- [YOUR GOAL]
Would you set down every entry shown below, precisely as written?

▶

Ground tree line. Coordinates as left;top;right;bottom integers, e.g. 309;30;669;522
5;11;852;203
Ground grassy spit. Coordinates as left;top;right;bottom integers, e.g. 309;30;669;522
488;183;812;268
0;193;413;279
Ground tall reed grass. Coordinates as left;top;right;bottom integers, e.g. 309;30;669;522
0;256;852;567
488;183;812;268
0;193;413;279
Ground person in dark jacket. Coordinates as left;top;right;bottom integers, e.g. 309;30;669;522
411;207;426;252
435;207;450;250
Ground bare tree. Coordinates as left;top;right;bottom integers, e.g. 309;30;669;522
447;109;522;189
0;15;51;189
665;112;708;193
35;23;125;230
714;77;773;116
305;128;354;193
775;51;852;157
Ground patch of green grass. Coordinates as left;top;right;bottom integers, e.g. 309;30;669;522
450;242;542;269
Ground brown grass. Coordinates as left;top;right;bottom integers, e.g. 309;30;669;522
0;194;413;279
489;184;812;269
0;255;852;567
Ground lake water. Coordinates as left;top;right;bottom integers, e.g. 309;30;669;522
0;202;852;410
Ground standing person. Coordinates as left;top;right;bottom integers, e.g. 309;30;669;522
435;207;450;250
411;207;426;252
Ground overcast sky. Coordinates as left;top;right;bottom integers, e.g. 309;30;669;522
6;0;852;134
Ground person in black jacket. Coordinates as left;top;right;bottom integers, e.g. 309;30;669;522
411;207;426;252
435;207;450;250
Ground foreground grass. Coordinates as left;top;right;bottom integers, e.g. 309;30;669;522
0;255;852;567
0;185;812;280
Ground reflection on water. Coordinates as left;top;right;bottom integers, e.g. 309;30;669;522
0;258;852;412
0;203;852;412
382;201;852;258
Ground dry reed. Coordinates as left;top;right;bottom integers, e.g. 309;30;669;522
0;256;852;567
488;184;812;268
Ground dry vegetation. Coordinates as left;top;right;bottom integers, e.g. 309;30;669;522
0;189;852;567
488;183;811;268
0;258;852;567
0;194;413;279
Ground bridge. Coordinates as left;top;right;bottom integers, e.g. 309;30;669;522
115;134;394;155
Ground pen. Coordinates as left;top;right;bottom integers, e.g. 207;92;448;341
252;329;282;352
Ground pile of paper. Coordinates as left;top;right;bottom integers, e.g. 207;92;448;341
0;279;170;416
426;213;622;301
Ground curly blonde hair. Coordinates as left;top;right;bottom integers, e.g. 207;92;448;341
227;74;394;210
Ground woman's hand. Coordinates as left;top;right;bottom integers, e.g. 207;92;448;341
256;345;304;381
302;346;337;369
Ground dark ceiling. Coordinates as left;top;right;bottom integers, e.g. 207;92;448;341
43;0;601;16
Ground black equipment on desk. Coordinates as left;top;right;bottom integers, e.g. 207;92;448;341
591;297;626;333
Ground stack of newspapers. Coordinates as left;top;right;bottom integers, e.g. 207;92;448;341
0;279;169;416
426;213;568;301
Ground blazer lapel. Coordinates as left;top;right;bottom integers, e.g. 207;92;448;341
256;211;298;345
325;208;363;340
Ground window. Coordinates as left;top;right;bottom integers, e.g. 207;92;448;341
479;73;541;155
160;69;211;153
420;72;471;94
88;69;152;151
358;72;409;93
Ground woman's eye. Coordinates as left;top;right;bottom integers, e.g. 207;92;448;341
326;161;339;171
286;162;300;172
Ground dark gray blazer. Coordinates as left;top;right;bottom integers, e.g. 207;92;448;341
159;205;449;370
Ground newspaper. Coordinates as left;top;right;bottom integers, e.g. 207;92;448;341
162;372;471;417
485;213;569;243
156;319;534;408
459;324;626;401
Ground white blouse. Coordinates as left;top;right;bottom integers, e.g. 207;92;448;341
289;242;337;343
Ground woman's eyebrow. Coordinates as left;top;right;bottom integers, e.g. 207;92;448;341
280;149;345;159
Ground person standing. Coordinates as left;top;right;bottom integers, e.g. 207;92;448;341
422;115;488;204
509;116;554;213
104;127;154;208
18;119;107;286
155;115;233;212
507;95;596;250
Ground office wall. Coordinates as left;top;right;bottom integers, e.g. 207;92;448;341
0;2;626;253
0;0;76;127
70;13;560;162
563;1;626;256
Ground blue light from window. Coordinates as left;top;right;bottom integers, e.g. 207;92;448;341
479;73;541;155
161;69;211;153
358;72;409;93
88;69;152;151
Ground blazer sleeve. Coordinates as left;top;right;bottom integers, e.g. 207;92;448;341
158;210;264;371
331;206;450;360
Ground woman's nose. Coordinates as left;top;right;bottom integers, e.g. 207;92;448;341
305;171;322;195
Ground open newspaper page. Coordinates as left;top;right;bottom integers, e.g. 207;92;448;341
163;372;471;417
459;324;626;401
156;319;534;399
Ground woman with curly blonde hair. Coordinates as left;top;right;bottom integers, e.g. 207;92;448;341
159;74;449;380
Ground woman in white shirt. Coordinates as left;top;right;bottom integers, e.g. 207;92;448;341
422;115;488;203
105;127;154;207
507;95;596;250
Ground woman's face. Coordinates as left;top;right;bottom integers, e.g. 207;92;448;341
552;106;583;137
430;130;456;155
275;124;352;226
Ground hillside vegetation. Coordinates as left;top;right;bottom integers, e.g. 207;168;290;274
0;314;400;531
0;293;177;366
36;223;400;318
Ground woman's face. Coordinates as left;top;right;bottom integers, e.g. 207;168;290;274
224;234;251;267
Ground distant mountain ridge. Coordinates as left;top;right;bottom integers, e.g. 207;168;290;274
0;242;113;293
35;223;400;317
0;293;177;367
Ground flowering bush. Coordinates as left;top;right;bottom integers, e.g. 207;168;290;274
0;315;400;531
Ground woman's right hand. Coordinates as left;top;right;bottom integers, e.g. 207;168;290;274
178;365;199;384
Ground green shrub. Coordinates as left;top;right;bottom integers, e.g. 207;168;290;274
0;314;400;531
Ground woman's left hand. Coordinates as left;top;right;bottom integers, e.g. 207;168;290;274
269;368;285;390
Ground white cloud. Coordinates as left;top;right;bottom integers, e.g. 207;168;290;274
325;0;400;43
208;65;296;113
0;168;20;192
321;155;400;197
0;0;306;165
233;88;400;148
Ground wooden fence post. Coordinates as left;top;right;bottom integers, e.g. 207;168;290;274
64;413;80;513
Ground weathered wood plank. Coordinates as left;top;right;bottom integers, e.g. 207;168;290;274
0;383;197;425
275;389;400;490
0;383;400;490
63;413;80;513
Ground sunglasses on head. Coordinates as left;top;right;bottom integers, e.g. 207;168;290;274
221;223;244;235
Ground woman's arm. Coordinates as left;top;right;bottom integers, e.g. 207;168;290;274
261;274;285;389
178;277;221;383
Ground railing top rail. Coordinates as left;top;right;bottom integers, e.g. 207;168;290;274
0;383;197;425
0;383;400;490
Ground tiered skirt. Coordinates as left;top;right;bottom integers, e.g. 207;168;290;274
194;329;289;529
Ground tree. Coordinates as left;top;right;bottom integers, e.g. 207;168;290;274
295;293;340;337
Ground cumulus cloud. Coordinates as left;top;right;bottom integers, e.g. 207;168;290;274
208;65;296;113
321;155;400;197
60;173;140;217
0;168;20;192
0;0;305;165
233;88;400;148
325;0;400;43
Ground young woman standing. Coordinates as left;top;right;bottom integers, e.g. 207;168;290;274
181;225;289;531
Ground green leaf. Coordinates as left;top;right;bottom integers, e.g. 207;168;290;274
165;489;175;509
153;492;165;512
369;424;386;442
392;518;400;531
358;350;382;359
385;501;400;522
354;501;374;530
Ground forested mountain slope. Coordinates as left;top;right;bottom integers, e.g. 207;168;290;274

◀

- [RESPONSE TO THE TASK]
Ground tree line. Coordinates as left;top;right;bottom integers, e.g. 309;30;669;522
5;11;852;203
Ground grassy spit. Coordinates as left;top;right;bottom integers, e.g. 309;30;669;522
488;183;812;268
0;193;413;279
Ground tall reed grass. Coordinates as left;top;right;bottom integers, e.g. 309;30;669;522
0;256;852;567
488;183;812;268
0;193;413;279
Ground person in dark jacket. Coordinates as left;top;right;bottom integers, e.g. 309;30;669;522
411;207;426;252
435;207;450;250
Ground bare tree. Coordinates as left;top;right;bottom integers, e.g. 309;30;669;522
447;109;522;189
0;15;51;189
665;112;708;193
35;23;125;230
714;77;773;116
305;128;354;193
775;51;852;157
Ground patch of green grass. Coordinates as left;top;right;bottom integers, e.g. 309;30;669;522
450;242;542;269
Ground brown grass. Coordinates as left;top;right;bottom integers, e.g. 309;30;669;522
0;194;413;279
489;184;812;269
0;255;852;567
Ground lake water. Coordinates as left;top;right;bottom integers, e.g. 309;30;669;522
0;202;852;410
Ground standing person. Coordinates as left;top;right;bottom integers, e.g. 309;30;669;522
435;207;450;250
411;207;426;252
Ground overcast sky. Coordinates as left;top;right;bottom integers, e.g. 309;30;669;522
6;0;852;134
Ground person in black jacket. Coordinates as left;top;right;bottom integers, e.g. 309;30;669;522
411;207;426;252
435;207;450;250
Ground foreground grass. Coordinates as left;top;right;bottom integers, e.g. 309;30;669;522
0;255;852;567
0;185;812;280
Ground reflection on water. Coordinates as left;top;right;bottom integers, e.g. 309;30;669;522
0;258;852;412
0;203;852;412
382;201;852;258
Ground dry reed. Coordinates as left;top;right;bottom integers, e.g. 309;30;669;522
0;256;852;567
488;184;812;268
Ground dry vegetation. Coordinates as left;top;right;bottom integers, e.g. 309;30;669;522
0;189;852;567
488;183;811;268
0;258;852;567
0;194;413;279
Ground bridge. Coordinates as left;top;right;bottom integers, e.g. 309;30;669;522
115;134;394;155
Ground pen. Coordinates as left;top;right;bottom integers, e.g. 207;92;448;341
252;329;282;352
Ground pile of paper. Coordinates as left;top;right;bottom integers, e.g. 207;92;448;341
0;279;170;416
426;213;622;301
Ground curly blonde hair. Coordinates as left;top;right;bottom integers, e.g. 207;92;448;341
227;74;394;210
Ground woman's hand. Coordinates as left;top;right;bottom integers, e.g. 207;92;448;341
256;345;304;381
302;346;337;369
Ground dark ceiling. Coordinates as left;top;right;bottom integers, e.g. 207;92;448;341
43;0;601;16
Ground black equipment on desk. Coordinates as left;top;right;bottom integers, e.g. 207;92;448;341
591;297;626;333
Ground stack of newspapers. Coordinates as left;top;right;bottom integers, e.g. 207;92;448;341
0;279;169;416
426;213;568;301
Ground blazer lapel. Coordinates as left;top;right;bottom integers, e.g. 207;92;448;341
256;211;298;345
325;208;363;340
Ground window. Coordinates as left;top;right;bottom integers, e.g. 207;92;448;341
479;73;541;155
160;69;211;153
420;72;471;94
88;69;152;151
358;72;409;93
Ground woman's eye. Coordinates as left;top;right;bottom integers, e.g. 207;92;448;341
326;161;339;171
286;162;300;172
Ground dark gray blazer. Coordinates as left;top;right;bottom integers, e.g. 207;92;448;341
159;205;449;370
Ground newspaper. Coordinates as left;top;right;bottom integers, e.g. 207;92;448;341
162;372;471;417
485;213;569;243
156;319;534;408
459;324;626;401
Ground white blouse. Coordinates as left;top;right;bottom integers, e.g. 207;92;448;341
289;242;337;343
Ground woman's eyebrow. Coordinates as left;top;right;bottom integers, e.g. 207;92;448;341
280;149;345;159
Ground person standing. Coordinates as left;top;right;bottom integers, e.g. 207;92;448;341
422;115;488;204
509;116;554;213
104;127;154;208
18;119;107;286
155;115;233;212
507;95;596;250
Ground office wall. Coordinates as left;top;right;bottom integers, e.g. 207;92;448;341
0;2;626;253
0;0;76;127
70;13;560;162
563;1;626;256
Ground blue light from window. Coordinates as left;top;right;bottom integers, e.g. 207;92;448;341
479;73;541;155
161;69;211;153
358;72;409;93
88;69;152;151
Ground blazer sleeve. Coordinates as left;top;right;bottom integers, e.g. 207;92;448;341
158;210;264;371
331;206;450;360
Ground woman's nose. Coordinates as left;top;right;bottom integers, e.g. 207;92;448;341
305;171;322;195
Ground open newspaper page. Coordinates as left;top;right;bottom integers, e.g. 207;92;448;341
163;372;471;417
459;324;626;401
156;319;534;399
Ground woman with curly blonde hair. Coordinates as left;top;right;bottom integers, e.g. 207;92;448;341
159;74;449;380
Ground woman in white shirt. Coordinates as left;top;right;bottom integers, e.g. 207;92;448;341
422;115;488;203
105;127;154;207
507;95;596;250
Ground woman's face. Coordinates as left;top;right;bottom integers, e.g. 207;92;448;341
552;106;583;137
430;130;456;155
275;124;352;226
Ground hillside vegetation. Coordinates as left;top;right;bottom integers, e.g. 207;168;290;274
0;314;400;531
0;293;177;366
36;223;400;318
Ground woman's face. Coordinates as left;top;right;bottom integers, e.g. 207;168;290;274
224;234;251;267
Ground distant mountain ridge. Coordinates as left;top;right;bottom integers, e.g. 207;168;290;274
0;242;113;293
35;223;400;317
0;293;177;367
Ground flowering bush. Coordinates as left;top;right;bottom integers, e.g. 207;168;290;274
0;315;400;531
Ground woman's right hand. Coordinates as left;top;right;bottom integers, e.g. 207;168;290;274
178;365;199;384
Ground green shrub. Coordinates as left;top;right;bottom integers, e.g. 207;168;290;274
0;314;400;531
Ground woman's left hand. Coordinates as left;top;right;bottom integers, e.g. 207;168;290;274
269;368;285;390
Ground white cloud. Coordinates as left;top;right;bottom integers, e.g. 207;168;290;274
325;0;400;43
208;65;296;113
0;168;20;192
321;155;400;197
0;0;306;165
233;88;400;148
Ground wooden fence post. Coordinates as left;top;right;bottom integers, e.g. 207;168;290;274
64;413;80;513
Ground weathered wood plank. Coordinates as left;top;right;bottom integers, e.g. 207;168;290;274
0;383;197;425
275;389;400;490
0;383;400;490
63;413;80;513
Ground sunglasses on head. Coordinates as left;top;right;bottom integers, e.g. 207;168;290;274
221;223;244;235
Ground woman's arm. Coordinates as left;top;right;bottom integers, e.g. 207;168;290;274
261;274;285;389
178;277;221;383
Ground railing top rail. Coordinates as left;top;right;bottom integers, e.g. 207;168;290;274
0;383;197;425
0;383;400;490
Ground tiered skirt. Coordinates as left;top;right;bottom integers, e.g. 207;168;290;274
194;329;289;529
Ground tree. Coordinates as left;top;right;bottom integers, e.g. 207;168;290;274
295;293;340;337
Ground cumulus cloud. Coordinates as left;top;right;bottom integers, e.g. 207;168;290;274
208;65;296;113
321;155;400;197
60;173;140;217
0;168;20;192
0;0;305;165
233;88;400;148
325;0;400;43
Ground young woman standing. Coordinates as left;top;right;bottom integers, e.g. 207;168;290;274
181;225;289;531
Ground green leaf. Coordinates as left;top;right;bottom integers, e.g. 207;168;290;274
165;489;175;509
153;492;165;512
369;424;386;442
392;518;400;531
358;350;382;359
385;501;400;522
354;501;374;530
Ground forested mountain slope. Coordinates as left;top;right;bottom integers, e.g. 207;168;290;274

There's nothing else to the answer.